• Aim
Go to the line containing "the dry grass" below; retype it and all following lines exactly, and leave out the pictures.

• Dataset entries
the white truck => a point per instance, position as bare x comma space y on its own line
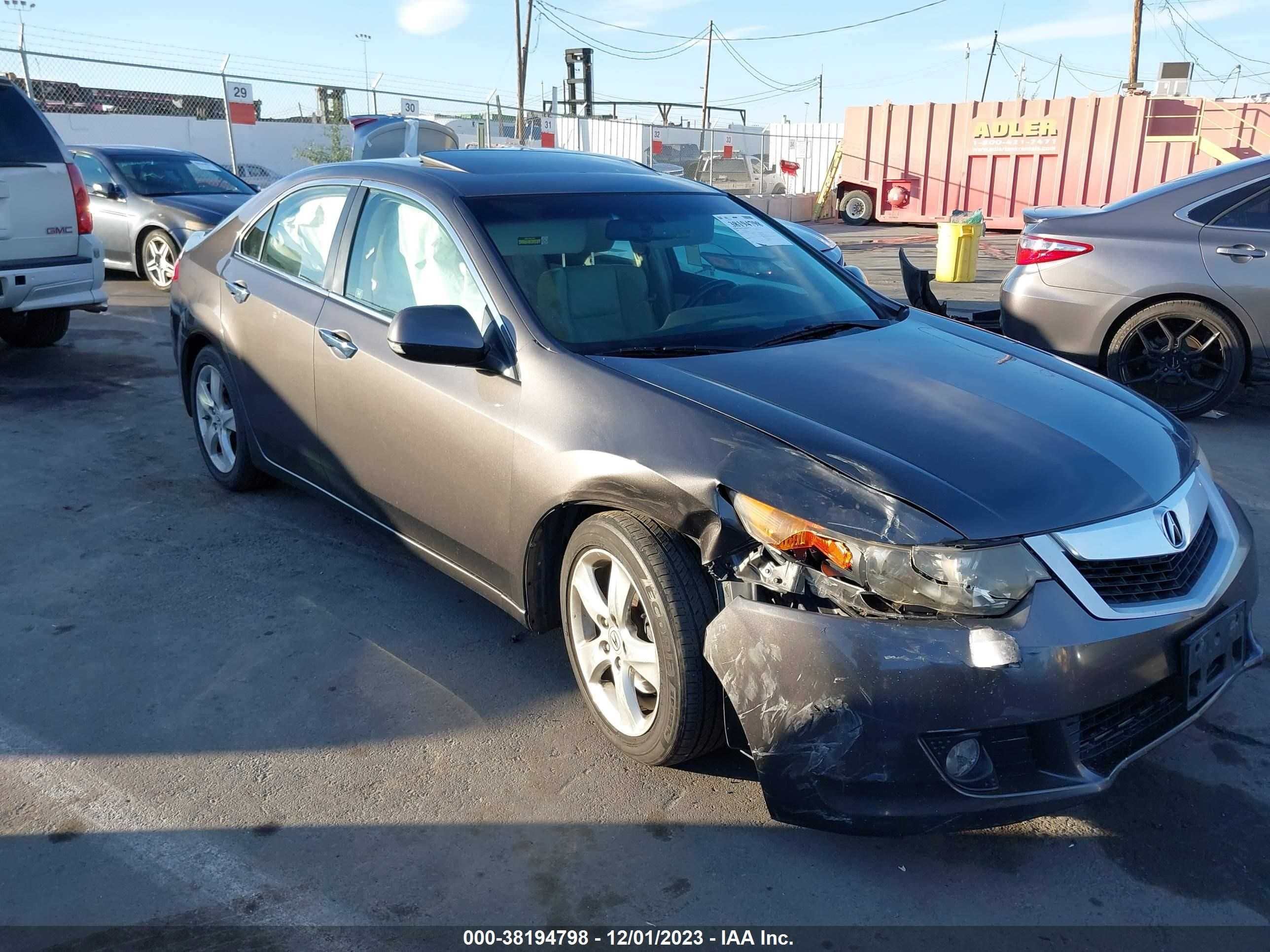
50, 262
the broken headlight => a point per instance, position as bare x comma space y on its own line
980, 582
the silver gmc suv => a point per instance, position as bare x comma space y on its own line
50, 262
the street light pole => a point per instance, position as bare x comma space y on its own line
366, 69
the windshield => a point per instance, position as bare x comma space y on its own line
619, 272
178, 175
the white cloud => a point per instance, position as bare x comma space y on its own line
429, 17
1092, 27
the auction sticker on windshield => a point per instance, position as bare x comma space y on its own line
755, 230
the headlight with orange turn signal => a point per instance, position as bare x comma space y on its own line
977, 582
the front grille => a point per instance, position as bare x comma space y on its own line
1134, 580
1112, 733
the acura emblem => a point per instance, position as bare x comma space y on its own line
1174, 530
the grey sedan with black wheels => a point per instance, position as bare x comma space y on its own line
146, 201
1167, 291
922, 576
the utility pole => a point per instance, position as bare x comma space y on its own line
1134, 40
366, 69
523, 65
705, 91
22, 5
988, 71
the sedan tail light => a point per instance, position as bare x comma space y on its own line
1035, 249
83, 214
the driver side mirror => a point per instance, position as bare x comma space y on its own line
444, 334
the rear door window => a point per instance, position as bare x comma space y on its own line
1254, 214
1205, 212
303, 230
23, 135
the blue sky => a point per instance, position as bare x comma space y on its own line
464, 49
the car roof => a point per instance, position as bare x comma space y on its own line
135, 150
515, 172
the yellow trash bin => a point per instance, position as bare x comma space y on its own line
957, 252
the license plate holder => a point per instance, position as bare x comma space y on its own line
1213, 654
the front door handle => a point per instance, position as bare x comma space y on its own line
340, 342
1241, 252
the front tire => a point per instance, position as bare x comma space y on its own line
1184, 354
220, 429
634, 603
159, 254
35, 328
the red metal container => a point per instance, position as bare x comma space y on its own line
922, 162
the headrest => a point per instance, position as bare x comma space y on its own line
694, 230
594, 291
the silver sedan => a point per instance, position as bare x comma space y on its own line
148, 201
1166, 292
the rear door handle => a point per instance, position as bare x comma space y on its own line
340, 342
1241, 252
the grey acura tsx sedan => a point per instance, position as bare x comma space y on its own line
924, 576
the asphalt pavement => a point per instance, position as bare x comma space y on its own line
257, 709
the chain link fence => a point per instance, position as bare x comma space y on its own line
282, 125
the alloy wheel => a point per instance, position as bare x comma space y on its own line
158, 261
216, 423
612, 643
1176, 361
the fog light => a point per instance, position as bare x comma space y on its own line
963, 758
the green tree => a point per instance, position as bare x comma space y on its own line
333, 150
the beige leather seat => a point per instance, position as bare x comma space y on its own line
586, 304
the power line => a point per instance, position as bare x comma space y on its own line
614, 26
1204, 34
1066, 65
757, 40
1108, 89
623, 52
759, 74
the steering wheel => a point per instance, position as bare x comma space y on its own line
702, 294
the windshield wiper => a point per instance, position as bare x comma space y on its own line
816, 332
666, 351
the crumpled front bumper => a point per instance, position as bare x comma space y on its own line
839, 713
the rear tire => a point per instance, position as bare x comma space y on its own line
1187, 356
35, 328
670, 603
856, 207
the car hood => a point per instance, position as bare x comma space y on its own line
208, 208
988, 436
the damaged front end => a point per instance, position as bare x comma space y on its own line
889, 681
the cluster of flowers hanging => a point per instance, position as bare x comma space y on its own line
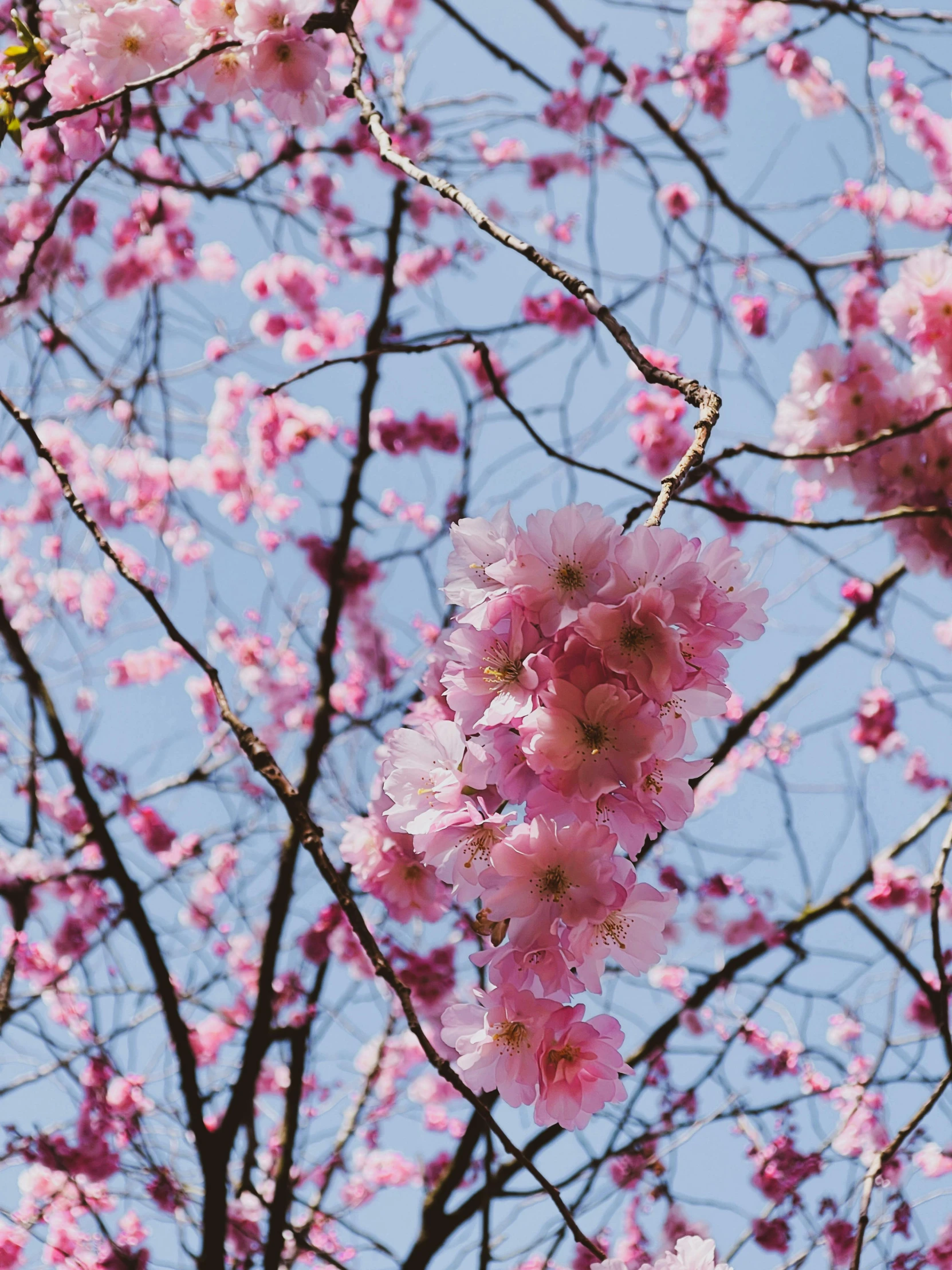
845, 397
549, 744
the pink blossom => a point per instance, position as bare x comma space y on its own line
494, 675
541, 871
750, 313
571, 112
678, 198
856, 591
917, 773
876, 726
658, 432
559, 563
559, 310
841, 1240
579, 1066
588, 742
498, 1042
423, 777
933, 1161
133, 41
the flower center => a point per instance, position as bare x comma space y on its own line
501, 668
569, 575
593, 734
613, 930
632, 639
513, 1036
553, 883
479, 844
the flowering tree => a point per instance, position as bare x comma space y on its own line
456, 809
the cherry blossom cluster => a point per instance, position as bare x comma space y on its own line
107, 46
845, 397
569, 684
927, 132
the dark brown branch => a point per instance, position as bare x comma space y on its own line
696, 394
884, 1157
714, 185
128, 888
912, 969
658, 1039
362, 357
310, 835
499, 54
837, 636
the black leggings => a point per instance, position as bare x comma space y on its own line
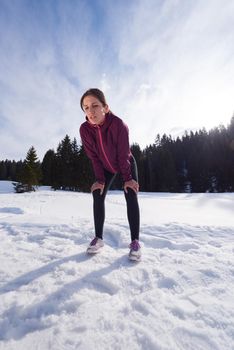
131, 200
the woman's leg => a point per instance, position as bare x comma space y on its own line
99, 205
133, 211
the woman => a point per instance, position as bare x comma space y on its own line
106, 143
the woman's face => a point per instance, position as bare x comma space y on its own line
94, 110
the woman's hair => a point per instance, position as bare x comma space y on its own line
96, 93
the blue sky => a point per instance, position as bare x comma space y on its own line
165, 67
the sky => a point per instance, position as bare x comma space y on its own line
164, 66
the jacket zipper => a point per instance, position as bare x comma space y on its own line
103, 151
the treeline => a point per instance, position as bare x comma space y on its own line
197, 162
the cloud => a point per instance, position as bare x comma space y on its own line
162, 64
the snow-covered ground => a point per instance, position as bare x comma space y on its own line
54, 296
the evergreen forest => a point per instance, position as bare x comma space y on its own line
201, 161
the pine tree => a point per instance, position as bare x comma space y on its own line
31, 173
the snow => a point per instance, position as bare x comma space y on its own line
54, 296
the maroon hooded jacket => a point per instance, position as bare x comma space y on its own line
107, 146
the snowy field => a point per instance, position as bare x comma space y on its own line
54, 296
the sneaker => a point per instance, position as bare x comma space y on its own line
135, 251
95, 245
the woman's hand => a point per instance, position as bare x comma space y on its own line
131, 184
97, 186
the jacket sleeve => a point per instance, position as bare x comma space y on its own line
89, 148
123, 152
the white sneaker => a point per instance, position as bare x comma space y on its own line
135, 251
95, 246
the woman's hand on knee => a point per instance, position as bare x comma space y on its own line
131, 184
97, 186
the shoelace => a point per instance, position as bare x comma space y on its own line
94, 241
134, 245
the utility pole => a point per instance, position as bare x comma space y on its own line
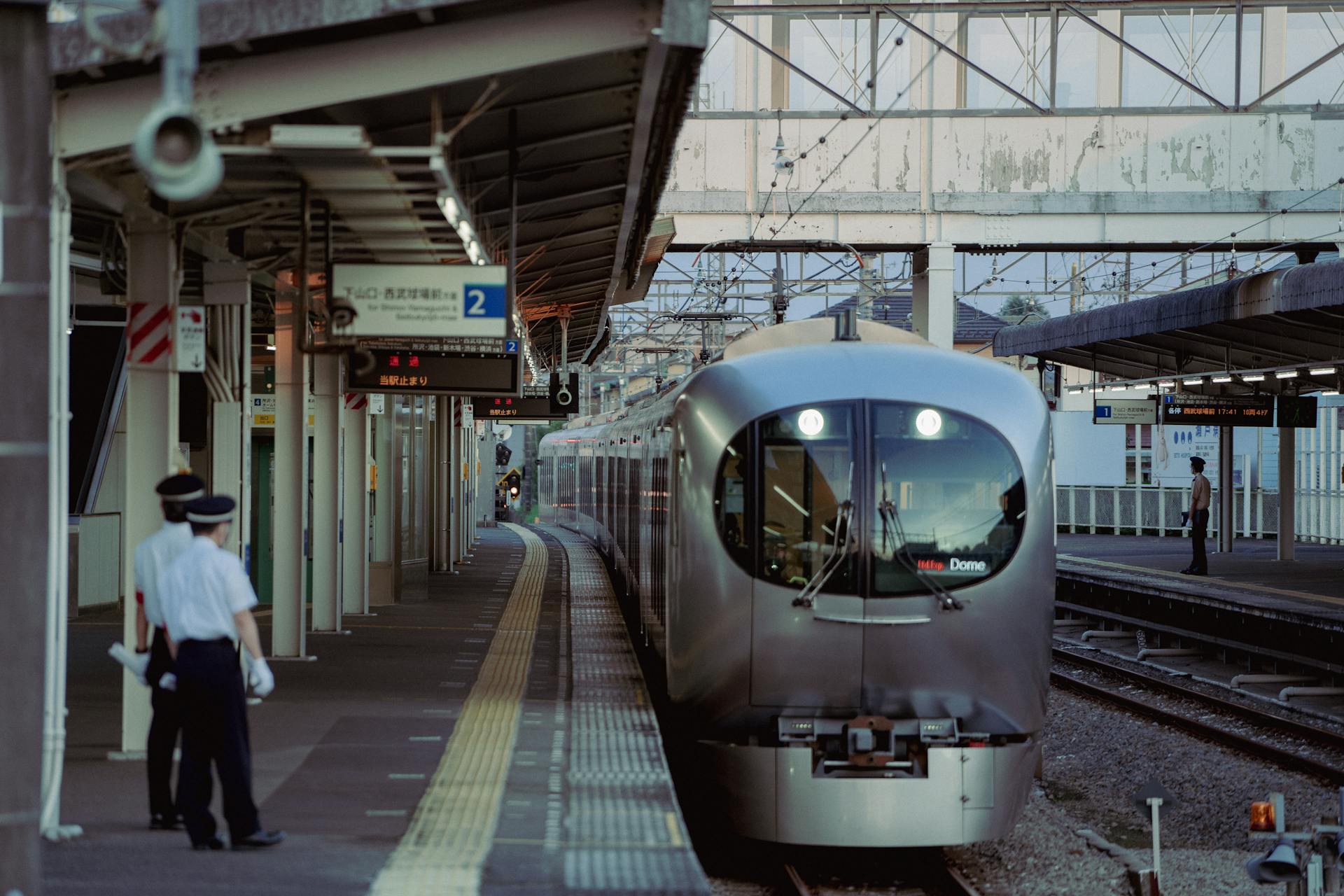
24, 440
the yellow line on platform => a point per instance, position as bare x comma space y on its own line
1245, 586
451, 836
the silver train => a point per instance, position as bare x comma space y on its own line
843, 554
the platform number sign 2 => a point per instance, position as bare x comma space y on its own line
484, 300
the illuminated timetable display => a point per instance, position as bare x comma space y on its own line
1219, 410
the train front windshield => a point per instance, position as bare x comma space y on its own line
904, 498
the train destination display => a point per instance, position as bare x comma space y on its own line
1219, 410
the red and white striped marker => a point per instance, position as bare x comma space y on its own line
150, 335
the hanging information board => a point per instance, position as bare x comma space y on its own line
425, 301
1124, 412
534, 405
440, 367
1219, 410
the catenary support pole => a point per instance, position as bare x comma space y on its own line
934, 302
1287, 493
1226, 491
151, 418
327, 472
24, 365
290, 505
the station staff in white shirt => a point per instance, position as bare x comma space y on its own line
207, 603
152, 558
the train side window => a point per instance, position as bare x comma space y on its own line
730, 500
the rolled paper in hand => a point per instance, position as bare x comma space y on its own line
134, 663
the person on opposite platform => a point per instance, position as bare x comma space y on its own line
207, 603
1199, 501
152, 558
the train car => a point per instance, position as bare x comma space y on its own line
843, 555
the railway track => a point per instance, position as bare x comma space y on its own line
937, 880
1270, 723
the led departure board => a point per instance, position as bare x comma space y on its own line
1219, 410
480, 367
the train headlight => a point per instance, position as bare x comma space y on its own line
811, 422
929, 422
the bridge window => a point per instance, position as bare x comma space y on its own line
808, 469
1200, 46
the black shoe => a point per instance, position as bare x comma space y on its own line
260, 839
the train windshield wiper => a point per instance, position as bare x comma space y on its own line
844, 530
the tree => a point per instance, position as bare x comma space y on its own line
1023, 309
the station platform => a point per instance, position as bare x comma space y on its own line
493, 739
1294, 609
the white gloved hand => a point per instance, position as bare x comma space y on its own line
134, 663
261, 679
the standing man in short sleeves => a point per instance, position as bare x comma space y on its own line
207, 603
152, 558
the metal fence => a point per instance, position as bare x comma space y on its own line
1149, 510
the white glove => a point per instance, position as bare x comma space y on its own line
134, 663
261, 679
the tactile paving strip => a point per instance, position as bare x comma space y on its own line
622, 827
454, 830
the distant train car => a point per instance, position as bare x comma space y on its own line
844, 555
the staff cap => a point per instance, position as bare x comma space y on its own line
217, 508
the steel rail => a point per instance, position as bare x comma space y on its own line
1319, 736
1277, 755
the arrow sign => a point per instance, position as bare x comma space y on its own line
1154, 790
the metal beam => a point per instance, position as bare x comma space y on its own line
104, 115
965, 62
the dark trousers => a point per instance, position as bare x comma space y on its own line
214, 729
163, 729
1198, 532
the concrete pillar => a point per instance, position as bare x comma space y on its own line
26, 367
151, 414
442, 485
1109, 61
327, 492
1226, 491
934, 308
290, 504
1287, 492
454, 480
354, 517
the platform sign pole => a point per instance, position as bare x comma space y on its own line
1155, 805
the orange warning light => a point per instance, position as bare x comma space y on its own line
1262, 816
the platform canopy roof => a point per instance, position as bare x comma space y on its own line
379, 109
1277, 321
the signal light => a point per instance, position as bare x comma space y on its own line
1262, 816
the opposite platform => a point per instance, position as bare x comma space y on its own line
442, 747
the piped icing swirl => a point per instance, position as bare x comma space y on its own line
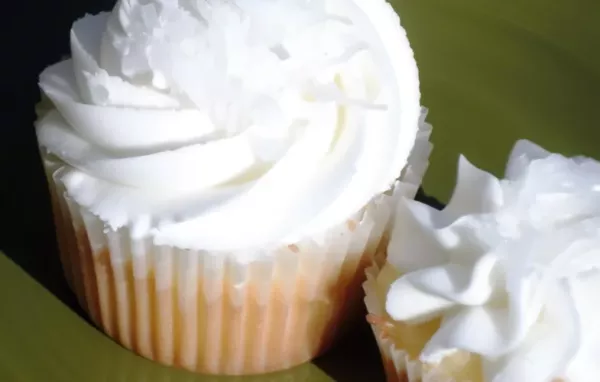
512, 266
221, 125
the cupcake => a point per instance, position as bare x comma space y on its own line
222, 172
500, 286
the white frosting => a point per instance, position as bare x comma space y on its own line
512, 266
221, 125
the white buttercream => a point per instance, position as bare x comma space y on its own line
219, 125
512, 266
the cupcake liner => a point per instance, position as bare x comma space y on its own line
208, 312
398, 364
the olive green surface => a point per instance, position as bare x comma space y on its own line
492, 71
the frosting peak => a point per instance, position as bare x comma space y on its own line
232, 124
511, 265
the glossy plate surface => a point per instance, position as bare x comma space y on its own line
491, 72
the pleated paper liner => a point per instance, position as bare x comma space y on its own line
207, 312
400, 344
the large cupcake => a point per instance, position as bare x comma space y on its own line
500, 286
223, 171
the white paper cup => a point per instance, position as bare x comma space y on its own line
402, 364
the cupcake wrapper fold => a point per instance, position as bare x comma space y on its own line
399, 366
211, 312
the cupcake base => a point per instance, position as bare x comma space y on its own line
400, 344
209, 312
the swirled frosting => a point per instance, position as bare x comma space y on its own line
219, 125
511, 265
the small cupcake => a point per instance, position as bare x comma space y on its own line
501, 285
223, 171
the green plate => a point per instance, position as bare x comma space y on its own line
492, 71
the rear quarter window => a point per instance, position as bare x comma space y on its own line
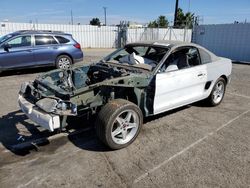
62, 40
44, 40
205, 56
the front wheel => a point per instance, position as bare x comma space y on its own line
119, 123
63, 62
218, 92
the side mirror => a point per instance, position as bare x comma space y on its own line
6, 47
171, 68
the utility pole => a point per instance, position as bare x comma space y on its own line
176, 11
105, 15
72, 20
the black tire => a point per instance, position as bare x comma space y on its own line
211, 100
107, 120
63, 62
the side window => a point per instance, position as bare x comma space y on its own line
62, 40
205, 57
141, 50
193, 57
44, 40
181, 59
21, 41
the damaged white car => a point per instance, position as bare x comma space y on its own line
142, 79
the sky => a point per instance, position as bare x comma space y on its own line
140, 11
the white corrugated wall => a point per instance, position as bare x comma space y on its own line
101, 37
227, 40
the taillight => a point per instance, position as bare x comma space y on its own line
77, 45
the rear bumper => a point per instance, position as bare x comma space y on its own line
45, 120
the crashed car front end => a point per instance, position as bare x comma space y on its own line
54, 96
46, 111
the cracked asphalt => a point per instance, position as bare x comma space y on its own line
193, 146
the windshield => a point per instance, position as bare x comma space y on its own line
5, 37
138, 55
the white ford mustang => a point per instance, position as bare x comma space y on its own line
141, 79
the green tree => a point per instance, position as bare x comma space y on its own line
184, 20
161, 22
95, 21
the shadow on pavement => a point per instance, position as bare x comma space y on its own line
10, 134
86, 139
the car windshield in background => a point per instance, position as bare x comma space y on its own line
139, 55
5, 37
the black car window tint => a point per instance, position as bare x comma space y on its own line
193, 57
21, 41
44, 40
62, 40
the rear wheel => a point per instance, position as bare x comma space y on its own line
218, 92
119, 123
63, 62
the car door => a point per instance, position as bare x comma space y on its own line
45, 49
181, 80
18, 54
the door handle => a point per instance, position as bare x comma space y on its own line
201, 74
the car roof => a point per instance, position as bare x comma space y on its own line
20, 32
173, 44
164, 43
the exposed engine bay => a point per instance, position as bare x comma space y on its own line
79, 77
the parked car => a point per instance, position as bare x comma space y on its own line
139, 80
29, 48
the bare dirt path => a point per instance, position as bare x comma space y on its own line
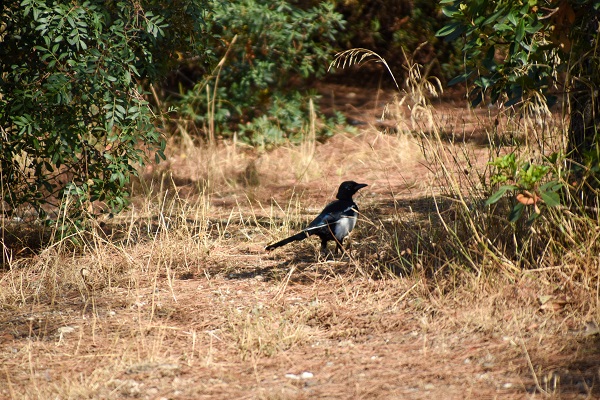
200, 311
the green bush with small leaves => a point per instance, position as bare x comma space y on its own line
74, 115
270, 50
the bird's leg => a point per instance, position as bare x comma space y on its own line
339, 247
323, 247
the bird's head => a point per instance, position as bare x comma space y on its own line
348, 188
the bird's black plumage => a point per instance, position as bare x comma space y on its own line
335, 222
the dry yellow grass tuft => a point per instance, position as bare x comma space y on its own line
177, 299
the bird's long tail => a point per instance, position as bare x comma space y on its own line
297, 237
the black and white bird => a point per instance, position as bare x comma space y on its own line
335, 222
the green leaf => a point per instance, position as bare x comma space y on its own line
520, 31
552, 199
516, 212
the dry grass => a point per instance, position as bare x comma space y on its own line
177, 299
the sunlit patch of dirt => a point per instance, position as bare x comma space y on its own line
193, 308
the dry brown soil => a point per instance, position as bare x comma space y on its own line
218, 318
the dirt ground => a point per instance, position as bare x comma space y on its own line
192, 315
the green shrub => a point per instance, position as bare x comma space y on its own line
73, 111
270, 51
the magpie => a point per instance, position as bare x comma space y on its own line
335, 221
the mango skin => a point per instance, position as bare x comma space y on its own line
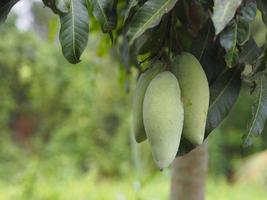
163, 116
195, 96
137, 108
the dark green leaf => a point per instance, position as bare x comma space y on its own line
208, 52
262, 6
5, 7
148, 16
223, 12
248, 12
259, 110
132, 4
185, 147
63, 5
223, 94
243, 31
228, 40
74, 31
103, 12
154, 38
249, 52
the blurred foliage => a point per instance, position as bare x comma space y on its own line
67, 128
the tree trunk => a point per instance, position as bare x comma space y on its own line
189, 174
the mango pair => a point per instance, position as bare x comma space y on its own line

• Solution to this exercise
the dry grass => a point per instance, position as bare x comma space y on its own line
177, 299
the sunlit patch of dirt => a point per instance, position as bare x comma space y on its own line
193, 308
the dry brown soil => a point per instance, position as bare x comma space y on its own line
218, 318
the dirt ground => a point per instance, position as bare x comma space y on its own line
192, 315
the green shrub => a point per instance, position as bare x comma space y on its own line
73, 111
270, 51
the magpie => a point per instance, position as bare x comma space y on its own line
335, 221
the mango skin => a point per instance, position as bare x comma space y on its own line
163, 116
195, 96
137, 108
the dark green leaf => a point per instance, position as bare x comma space y on its own line
208, 52
262, 6
5, 7
148, 16
223, 12
248, 12
259, 110
132, 4
185, 147
63, 5
223, 94
243, 31
228, 40
74, 31
103, 12
154, 38
249, 52
the blurred foliage => a point per instance, position as bare x comma space y on its own line
67, 128
the tree trunk => a point per instance, position as bare x comma space y on its own line
189, 174
the mango pair => a point per instance, position as bare x comma space y on its own line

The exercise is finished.